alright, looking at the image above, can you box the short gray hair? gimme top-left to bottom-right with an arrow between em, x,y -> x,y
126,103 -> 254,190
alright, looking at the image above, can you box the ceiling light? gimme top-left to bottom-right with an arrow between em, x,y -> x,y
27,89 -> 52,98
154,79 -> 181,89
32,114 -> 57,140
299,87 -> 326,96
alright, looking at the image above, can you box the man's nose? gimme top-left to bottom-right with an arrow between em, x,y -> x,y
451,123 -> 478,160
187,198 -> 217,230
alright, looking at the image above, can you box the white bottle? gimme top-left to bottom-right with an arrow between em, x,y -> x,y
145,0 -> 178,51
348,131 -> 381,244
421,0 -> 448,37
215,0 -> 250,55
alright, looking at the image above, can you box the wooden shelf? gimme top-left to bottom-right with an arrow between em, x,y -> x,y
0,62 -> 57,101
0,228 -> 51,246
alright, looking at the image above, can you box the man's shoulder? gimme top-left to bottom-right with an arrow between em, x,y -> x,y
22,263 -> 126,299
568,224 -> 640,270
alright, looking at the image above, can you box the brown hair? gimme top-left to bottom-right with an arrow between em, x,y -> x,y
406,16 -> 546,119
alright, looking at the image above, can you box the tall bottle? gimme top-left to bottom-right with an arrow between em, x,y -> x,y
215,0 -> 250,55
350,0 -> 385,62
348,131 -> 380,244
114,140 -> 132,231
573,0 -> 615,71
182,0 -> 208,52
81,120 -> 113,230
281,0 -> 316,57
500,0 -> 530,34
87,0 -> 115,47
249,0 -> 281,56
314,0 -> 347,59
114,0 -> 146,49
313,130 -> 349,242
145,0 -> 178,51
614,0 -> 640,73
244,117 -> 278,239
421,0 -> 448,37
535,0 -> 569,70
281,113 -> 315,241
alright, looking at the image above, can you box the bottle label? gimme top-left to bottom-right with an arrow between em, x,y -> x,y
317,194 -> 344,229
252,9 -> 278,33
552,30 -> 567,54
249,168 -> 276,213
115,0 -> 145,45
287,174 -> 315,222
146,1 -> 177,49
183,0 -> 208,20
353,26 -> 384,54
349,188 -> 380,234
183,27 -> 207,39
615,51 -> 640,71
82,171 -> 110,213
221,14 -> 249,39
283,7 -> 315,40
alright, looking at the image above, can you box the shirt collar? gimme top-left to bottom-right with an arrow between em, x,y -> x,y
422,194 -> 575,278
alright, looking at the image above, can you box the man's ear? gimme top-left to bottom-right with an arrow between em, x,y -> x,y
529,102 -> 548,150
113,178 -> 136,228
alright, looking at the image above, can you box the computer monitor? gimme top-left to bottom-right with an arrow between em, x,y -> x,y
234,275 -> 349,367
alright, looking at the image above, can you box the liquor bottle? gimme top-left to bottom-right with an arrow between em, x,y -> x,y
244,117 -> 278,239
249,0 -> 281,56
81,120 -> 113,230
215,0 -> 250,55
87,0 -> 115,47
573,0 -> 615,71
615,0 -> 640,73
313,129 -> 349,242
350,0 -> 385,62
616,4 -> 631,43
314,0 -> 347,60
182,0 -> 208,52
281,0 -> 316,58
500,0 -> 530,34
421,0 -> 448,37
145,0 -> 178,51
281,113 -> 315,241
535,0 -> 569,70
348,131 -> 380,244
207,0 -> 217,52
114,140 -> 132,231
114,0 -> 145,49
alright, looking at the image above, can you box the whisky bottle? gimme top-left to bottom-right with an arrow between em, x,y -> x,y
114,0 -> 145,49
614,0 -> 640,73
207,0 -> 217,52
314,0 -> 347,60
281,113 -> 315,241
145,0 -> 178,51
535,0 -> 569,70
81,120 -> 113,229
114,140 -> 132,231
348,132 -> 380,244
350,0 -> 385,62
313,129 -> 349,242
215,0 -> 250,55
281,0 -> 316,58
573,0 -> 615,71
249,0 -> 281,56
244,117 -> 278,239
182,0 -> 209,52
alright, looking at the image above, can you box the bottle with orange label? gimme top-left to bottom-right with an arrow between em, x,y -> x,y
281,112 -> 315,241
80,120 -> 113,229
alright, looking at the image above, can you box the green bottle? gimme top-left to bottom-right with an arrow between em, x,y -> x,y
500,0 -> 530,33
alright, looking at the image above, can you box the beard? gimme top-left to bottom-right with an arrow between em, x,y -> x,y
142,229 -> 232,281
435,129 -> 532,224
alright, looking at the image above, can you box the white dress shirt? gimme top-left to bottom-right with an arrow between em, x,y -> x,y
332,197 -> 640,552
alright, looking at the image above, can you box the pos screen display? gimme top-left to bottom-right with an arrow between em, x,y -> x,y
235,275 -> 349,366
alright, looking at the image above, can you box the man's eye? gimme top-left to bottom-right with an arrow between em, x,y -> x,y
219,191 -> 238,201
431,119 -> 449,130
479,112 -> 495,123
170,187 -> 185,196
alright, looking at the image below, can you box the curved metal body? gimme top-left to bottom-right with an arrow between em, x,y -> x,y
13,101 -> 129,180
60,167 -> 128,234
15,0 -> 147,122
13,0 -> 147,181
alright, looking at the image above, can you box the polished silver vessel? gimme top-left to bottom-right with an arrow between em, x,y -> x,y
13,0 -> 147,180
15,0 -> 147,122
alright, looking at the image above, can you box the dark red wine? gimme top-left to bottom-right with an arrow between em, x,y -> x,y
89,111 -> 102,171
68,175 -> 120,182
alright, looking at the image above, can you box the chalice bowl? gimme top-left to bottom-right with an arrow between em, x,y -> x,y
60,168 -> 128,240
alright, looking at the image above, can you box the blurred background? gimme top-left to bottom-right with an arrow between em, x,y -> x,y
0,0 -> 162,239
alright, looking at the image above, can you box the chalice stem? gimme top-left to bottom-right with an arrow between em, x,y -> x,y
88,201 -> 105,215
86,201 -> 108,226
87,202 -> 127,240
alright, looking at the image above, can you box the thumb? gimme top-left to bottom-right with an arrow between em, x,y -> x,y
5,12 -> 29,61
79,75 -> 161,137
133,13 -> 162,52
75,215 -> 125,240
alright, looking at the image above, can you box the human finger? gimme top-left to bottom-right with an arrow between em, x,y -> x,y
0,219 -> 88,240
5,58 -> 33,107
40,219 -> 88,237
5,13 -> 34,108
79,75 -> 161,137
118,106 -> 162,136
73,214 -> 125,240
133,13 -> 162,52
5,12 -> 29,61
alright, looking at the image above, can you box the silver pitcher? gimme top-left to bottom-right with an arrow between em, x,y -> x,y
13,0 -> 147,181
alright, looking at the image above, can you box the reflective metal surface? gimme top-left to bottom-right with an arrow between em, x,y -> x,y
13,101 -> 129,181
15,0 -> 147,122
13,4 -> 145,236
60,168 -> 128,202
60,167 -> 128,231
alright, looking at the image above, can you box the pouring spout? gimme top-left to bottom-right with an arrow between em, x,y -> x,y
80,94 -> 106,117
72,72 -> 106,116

(What to work on): Copy out the data shown above without altering anything.

(Result for this task):
alright, looking at the image above, can you box the short gray hair? gimme top-left to bottom-right with an arrow between em, x,y -> x,y
126,103 -> 254,190
alright, looking at the image above, can you box the ceiling light? gimme top-left to bottom-right with an arrow between em, x,y -> x,y
27,89 -> 52,98
154,79 -> 181,89
32,114 -> 57,140
299,87 -> 326,96
alright, looking at the image above, can you box the man's nose? gimme top-left to bottom-right with an arrow between em, x,y -> x,y
451,123 -> 478,160
187,198 -> 217,230
alright, looking at the image above, can you box the white bottle? gimme top-left to bottom-right with an arrow between em, x,y -> x,y
145,0 -> 178,51
348,131 -> 381,244
421,0 -> 448,37
215,0 -> 250,55
alright, looking at the image above, can you box the wooden shelf? gimme top-left to bottom-right with an arrow between em, x,y -> x,y
0,62 -> 57,101
0,228 -> 51,246
alright, looking at the image above, can you box the man's shoulder? gimme top-left to bottom-right with an arrow between em, x,y -> x,y
22,263 -> 126,299
568,224 -> 640,270
alright, looking at the image above, can you box the brown hair? gimme top-left to bottom-right with an arrow between em, x,y -> x,y
406,16 -> 546,119
alright, looking at the image above, can you box the tall bottle? gimme top-left to bottom-right with an arrow between em, x,y -> x,y
215,0 -> 250,55
350,0 -> 385,62
348,131 -> 380,244
114,140 -> 132,231
573,0 -> 615,71
182,0 -> 208,52
81,120 -> 113,230
281,0 -> 316,57
500,0 -> 530,34
87,0 -> 115,47
249,0 -> 281,56
314,0 -> 347,59
114,0 -> 146,49
313,130 -> 349,242
145,0 -> 178,51
614,0 -> 640,73
244,117 -> 278,239
421,0 -> 448,37
535,0 -> 569,70
281,113 -> 315,241
alright, looking at the image above, can you box the bottle label? gimme top-left to bottom-right with an arrow between em, x,y -> x,y
317,194 -> 344,229
252,9 -> 278,33
552,30 -> 567,54
249,168 -> 276,213
115,0 -> 145,45
287,174 -> 315,222
146,1 -> 177,49
183,0 -> 208,20
353,26 -> 384,54
349,188 -> 380,234
183,27 -> 207,39
615,51 -> 640,71
82,171 -> 110,213
221,14 -> 249,39
283,7 -> 315,40
alright, looking at the image above, can you box the shirt collar? gimme top-left to bottom-right with an arrow between em, x,y -> x,y
422,194 -> 575,278
alright, looking at the image above, can you box the man's ear? gimme top-left to bottom-right with an arrow between em, x,y -> x,y
529,102 -> 548,150
113,178 -> 136,228
alright, looking at the image above, can you box the computer monitor? gimme top-left to bottom-right with an arrow between em, x,y -> x,y
234,275 -> 349,367
alright, looking at the image above, can you box the liquor bottle? gimme top-left to bottom-right with an arrow between em, x,y -> x,y
244,117 -> 278,239
249,0 -> 281,56
81,120 -> 113,230
215,0 -> 250,55
87,0 -> 115,47
573,0 -> 615,71
615,0 -> 640,73
313,129 -> 349,242
350,0 -> 385,62
616,4 -> 631,43
314,0 -> 347,60
182,0 -> 208,52
281,0 -> 316,58
500,0 -> 530,34
421,0 -> 448,37
145,0 -> 178,51
281,113 -> 315,241
535,0 -> 569,70
348,131 -> 380,244
207,0 -> 217,52
114,140 -> 132,231
114,0 -> 145,49
alright, looking at the image above, can you box the whisky bottle? gimme top-left to bottom-right with an arrow between em, x,y -> x,y
114,0 -> 145,49
614,0 -> 640,73
207,0 -> 217,52
314,0 -> 347,60
281,113 -> 315,241
145,0 -> 178,51
535,0 -> 569,70
81,120 -> 113,229
114,140 -> 132,231
348,132 -> 380,244
350,0 -> 385,62
313,129 -> 349,242
215,0 -> 250,55
281,0 -> 316,58
573,0 -> 615,71
249,0 -> 281,56
244,117 -> 278,239
182,0 -> 209,52
alright, looking at the image above, can you box the bottle with orange label? gimme top-left to bottom-right with an arrow between em, x,y -> x,y
281,112 -> 315,241
80,120 -> 113,229
alright, looking at the image above, can you box the green bottle? gimme top-left to bottom-right with an arrow between em, x,y -> x,y
500,0 -> 530,33
alright, looking at the image above, can you box the beard? gimme top-left to bottom-right with an arrow between em, x,y -> x,y
142,229 -> 232,281
435,129 -> 532,224
alright, looking at the image above, can you box the white dress shirt? gimme top-left to bottom-right with an arrow between em, x,y -> x,y
332,197 -> 640,552
alright, looking at the image above, can you box the pos screen display? gimme top-left to bottom-right with an arrow between em, x,y -> x,y
235,275 -> 349,366
alright, looking at the image above, can you box the man's eye? gimme top-left to bottom-right with an arrow between em, x,y -> x,y
219,191 -> 238,201
431,119 -> 449,130
479,112 -> 495,123
170,187 -> 185,196
alright, looking at the image below, can you box the curved metal body? gimme top-left to bottom-right with an arrow between em, x,y -> x,y
13,101 -> 129,180
60,167 -> 128,234
15,0 -> 147,122
13,0 -> 147,181
alright, looking at the image above, can you box the polished silver vessel? gimme top-left to bottom-right with an arrow between em, x,y -> x,y
13,0 -> 147,180
15,0 -> 147,122
alright, looking at the image above, can you box the dark red wine? gimme top-left to bottom-right with an arrow between em, x,y -> x,y
89,111 -> 102,171
68,175 -> 120,182
alright, looking at the image above, can you box the chalice bowl? gimme top-left to bottom-right with an arrow between em, x,y -> x,y
60,168 -> 128,240
alright, looking at the image above, can you box the blurred background? gimme top-left to bottom-right with an arrow between em, x,y -> x,y
0,0 -> 162,239
alright, looking at the image above, can you box the chalice stem? gimme top-left to bottom-right with an arrow between em, x,y -> x,y
88,201 -> 105,215
86,201 -> 108,226
87,202 -> 127,240
alright, looking at the image above, can you box the thumb? gimme top-left to bottom-right with an arrow between em, x,y -> x,y
5,12 -> 29,61
79,75 -> 161,137
133,13 -> 162,52
75,215 -> 125,240
alright, looking at the image above, can you box the human finger? gimme top-left to bottom-right with an arrow between em, x,y -> x,y
0,219 -> 88,240
5,58 -> 33,107
40,219 -> 88,237
5,13 -> 34,108
79,75 -> 161,137
118,106 -> 162,136
73,214 -> 125,240
133,13 -> 162,52
5,12 -> 29,61
alright, looking at the image above, can you box the silver pitcher? gimme top-left to bottom-right with an arrow between em, x,y -> x,y
13,0 -> 147,181
alright, looking at the image above, can you box the reflective metal surface? gimme top-left to bottom-right with an arrow between em, x,y -> x,y
13,101 -> 129,181
15,0 -> 147,122
13,4 -> 145,236
60,168 -> 128,202
60,167 -> 128,231
alright, looking at the image above, can you box the pouring spout? gimme top-left to bottom-right with an arrow between em, x,y -> x,y
80,94 -> 106,117
72,72 -> 106,116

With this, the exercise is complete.